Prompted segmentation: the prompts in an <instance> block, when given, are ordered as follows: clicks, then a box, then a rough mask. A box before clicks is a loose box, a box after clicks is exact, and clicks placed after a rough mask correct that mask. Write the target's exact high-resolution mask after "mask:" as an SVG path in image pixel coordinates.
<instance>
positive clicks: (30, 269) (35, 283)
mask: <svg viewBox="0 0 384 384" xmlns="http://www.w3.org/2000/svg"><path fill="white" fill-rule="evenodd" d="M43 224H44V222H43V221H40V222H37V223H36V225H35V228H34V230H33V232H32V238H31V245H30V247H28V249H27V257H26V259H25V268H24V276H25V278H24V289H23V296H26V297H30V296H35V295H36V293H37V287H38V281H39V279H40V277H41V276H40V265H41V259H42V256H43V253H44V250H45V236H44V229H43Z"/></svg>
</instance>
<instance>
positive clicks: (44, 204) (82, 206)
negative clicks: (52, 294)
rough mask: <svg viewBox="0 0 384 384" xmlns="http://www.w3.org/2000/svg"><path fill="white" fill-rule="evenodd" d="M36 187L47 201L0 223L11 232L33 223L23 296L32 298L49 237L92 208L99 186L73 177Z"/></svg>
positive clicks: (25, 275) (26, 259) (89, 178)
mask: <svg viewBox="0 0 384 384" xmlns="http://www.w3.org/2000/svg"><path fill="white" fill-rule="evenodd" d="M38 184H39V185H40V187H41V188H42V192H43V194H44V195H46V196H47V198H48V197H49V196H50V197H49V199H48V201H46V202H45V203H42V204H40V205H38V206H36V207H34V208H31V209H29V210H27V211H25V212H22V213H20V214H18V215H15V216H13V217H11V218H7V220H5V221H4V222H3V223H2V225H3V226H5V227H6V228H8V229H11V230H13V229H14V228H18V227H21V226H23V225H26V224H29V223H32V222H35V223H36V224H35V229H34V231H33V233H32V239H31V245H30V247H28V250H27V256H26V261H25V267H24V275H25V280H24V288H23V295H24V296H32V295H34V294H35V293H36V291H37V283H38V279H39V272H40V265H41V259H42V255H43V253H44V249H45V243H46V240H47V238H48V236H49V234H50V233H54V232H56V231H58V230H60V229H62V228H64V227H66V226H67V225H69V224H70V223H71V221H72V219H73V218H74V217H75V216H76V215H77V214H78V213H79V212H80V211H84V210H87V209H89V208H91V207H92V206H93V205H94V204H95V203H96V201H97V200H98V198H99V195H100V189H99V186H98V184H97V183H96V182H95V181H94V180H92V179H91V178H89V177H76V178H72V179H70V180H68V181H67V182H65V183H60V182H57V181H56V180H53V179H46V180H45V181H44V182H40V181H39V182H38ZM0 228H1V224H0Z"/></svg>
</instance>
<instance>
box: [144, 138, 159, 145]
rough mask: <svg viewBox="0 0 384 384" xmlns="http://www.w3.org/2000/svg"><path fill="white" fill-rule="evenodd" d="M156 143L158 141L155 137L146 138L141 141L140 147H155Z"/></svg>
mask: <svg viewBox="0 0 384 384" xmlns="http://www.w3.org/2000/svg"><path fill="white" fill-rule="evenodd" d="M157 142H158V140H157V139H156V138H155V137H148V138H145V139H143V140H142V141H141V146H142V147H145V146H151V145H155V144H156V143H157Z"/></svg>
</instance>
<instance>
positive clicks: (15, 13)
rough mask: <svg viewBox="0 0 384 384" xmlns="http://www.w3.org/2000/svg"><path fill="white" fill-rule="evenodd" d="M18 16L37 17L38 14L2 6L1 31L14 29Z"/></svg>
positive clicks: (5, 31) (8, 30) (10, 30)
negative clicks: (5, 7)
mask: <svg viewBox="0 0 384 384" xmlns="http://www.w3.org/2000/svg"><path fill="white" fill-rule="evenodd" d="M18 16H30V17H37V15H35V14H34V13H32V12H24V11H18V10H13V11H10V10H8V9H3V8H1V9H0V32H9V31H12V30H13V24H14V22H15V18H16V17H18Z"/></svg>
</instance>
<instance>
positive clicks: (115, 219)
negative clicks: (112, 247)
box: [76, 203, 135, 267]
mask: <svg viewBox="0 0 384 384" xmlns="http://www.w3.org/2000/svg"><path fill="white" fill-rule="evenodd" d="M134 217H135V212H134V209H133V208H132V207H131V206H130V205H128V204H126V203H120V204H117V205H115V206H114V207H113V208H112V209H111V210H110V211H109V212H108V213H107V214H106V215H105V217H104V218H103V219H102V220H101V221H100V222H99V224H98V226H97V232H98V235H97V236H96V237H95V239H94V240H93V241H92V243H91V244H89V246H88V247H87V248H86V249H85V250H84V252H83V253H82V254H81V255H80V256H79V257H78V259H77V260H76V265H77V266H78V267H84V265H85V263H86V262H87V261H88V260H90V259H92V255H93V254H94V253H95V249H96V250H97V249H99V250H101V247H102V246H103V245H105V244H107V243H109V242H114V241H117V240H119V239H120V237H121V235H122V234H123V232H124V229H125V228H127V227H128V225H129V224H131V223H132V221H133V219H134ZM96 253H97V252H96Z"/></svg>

◇ ◇ ◇

YOUR GOAL — Could you reproduce all of the data above, line for line, without changing a single character?

TASK SOLUTION —
Prompted segmentation: the prompts in an <instance> block, when given, are ordered as follows: clicks, then a box, then a rough mask. A box before clicks is a loose box, a box after clicks is exact, and clicks placed after a rough mask correct that mask. Write the target's exact high-resolution mask after "mask:" as an SVG path in image pixel coordinates.
<instance>
positive clicks: (30, 269) (35, 283)
mask: <svg viewBox="0 0 384 384" xmlns="http://www.w3.org/2000/svg"><path fill="white" fill-rule="evenodd" d="M43 224H44V222H43V221H40V222H37V223H36V225H35V228H34V230H33V232H32V238H31V245H30V247H28V249H27V257H26V259H25V268H24V276H25V278H24V289H23V296H26V297H30V296H35V295H36V293H37V287H38V281H39V279H40V277H41V276H40V265H41V259H42V256H43V253H44V250H45V236H44V229H43Z"/></svg>
</instance>
<instance>
positive clicks: (44, 204) (82, 206)
negative clicks: (52, 294)
rough mask: <svg viewBox="0 0 384 384" xmlns="http://www.w3.org/2000/svg"><path fill="white" fill-rule="evenodd" d="M36 187L47 201L0 223L11 232L33 223L23 296L32 298L49 237L92 208L99 186L73 177Z"/></svg>
positive clicks: (25, 275) (26, 259) (89, 178)
mask: <svg viewBox="0 0 384 384" xmlns="http://www.w3.org/2000/svg"><path fill="white" fill-rule="evenodd" d="M38 184H39V185H40V187H41V188H42V192H43V194H44V195H46V196H47V198H48V197H49V196H50V197H49V199H48V201H46V202H45V203H42V204H40V205H38V206H36V207H34V208H31V209H29V210H27V211H25V212H22V213H20V214H18V215H15V216H13V217H11V218H7V220H5V221H4V222H3V223H2V225H3V226H5V227H6V228H8V229H11V230H13V229H14V228H18V227H21V226H23V225H26V224H29V223H32V222H35V223H36V224H35V229H34V231H33V233H32V239H31V245H30V247H28V250H27V256H26V261H25V267H24V275H25V280H24V288H23V295H24V296H32V295H34V294H35V293H36V291H37V283H38V279H39V272H40V265H41V259H42V255H43V253H44V249H45V243H46V240H47V238H48V236H49V234H50V233H54V232H56V231H58V230H60V229H62V228H64V227H66V226H67V225H69V224H70V223H71V221H72V219H73V218H74V217H75V216H76V215H77V214H78V213H79V212H80V211H84V210H87V209H89V208H91V207H92V206H93V205H94V204H95V203H96V201H97V200H98V198H99V195H100V189H99V186H98V184H97V183H96V182H95V181H94V180H92V179H91V178H89V177H76V178H72V179H70V180H68V181H67V182H65V183H60V182H57V181H56V180H53V179H46V180H45V181H44V182H40V181H39V182H38ZM0 228H1V224H0Z"/></svg>
</instance>
<instance>
box: [144, 138, 159, 145]
rough mask: <svg viewBox="0 0 384 384" xmlns="http://www.w3.org/2000/svg"><path fill="white" fill-rule="evenodd" d="M156 143L158 141L155 137L146 138L141 141L140 147H155Z"/></svg>
mask: <svg viewBox="0 0 384 384" xmlns="http://www.w3.org/2000/svg"><path fill="white" fill-rule="evenodd" d="M157 142H158V140H157V139H156V138H155V137H148V138H145V139H143V140H142V141H141V146H142V147H145V146H151V145H155V144H156V143H157Z"/></svg>
</instance>
<instance>
positive clicks: (15, 13)
rough mask: <svg viewBox="0 0 384 384" xmlns="http://www.w3.org/2000/svg"><path fill="white" fill-rule="evenodd" d="M18 16L37 17L38 14L2 6L1 31L14 29Z"/></svg>
positive clicks: (5, 31) (8, 30) (10, 30)
negative clicks: (5, 7)
mask: <svg viewBox="0 0 384 384" xmlns="http://www.w3.org/2000/svg"><path fill="white" fill-rule="evenodd" d="M18 16H30V17H37V15H35V14H34V13H32V12H24V11H18V10H13V11H10V10H8V9H3V8H1V9H0V32H9V31H12V30H13V24H14V22H15V18H16V17H18Z"/></svg>
</instance>
<instance>
positive clicks: (115, 219)
negative clicks: (112, 247)
box: [76, 203, 135, 267]
mask: <svg viewBox="0 0 384 384" xmlns="http://www.w3.org/2000/svg"><path fill="white" fill-rule="evenodd" d="M134 217H135V212H134V209H133V208H132V207H131V206H130V205H128V204H126V203H120V204H117V205H115V206H114V207H113V208H112V209H111V210H110V211H109V212H108V213H107V214H106V215H105V217H104V218H103V219H102V220H101V221H100V222H99V224H98V226H97V232H98V235H97V236H96V237H95V239H94V240H93V241H92V243H91V244H89V246H88V247H87V248H86V249H85V250H84V252H83V253H82V254H81V255H80V256H79V257H78V259H77V260H76V265H77V266H78V267H84V265H85V263H86V262H87V261H88V260H90V259H92V255H93V254H94V253H95V249H96V250H97V249H99V250H101V247H102V246H103V245H105V244H107V243H109V242H114V241H117V240H119V239H120V237H121V235H122V234H123V232H124V229H125V228H127V227H128V225H129V224H131V223H132V221H133V219H134ZM96 253H97V252H96Z"/></svg>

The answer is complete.